[A block of data]
________________________________________

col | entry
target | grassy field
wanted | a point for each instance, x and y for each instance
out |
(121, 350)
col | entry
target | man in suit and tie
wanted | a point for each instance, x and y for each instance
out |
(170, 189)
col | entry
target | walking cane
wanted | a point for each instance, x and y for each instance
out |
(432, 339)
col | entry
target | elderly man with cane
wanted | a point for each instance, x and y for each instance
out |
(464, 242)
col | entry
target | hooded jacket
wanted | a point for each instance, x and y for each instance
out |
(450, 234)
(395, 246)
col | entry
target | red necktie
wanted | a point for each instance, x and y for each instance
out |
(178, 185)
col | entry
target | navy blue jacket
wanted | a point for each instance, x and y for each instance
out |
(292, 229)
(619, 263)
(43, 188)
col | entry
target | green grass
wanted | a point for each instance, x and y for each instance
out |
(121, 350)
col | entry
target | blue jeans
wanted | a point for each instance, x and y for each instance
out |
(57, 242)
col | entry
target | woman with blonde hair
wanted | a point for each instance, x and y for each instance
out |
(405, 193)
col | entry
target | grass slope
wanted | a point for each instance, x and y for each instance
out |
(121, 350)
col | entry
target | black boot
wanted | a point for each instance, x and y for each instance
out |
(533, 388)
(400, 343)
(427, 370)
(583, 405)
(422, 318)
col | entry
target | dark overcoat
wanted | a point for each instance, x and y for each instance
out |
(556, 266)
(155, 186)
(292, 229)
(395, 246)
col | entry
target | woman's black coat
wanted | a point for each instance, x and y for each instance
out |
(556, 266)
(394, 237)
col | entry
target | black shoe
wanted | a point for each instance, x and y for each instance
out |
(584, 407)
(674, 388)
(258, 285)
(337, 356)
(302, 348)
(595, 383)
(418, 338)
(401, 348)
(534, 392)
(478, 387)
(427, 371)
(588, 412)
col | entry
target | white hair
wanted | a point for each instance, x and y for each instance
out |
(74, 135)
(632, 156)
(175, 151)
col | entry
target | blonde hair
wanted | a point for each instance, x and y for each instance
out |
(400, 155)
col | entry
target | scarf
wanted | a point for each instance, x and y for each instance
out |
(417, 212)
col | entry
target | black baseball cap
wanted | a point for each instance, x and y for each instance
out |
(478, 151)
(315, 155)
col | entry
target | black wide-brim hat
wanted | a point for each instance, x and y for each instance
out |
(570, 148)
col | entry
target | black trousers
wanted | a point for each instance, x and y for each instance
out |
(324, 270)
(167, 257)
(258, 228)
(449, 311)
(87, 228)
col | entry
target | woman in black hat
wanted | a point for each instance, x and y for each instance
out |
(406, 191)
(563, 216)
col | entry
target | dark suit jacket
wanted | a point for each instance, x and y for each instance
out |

________________________________________

Exercise prompt: Locate every line in the records above that contains the word "with", and copy each such line in full.

Full output:
target | elderly man with cane
target | woman with blonde hair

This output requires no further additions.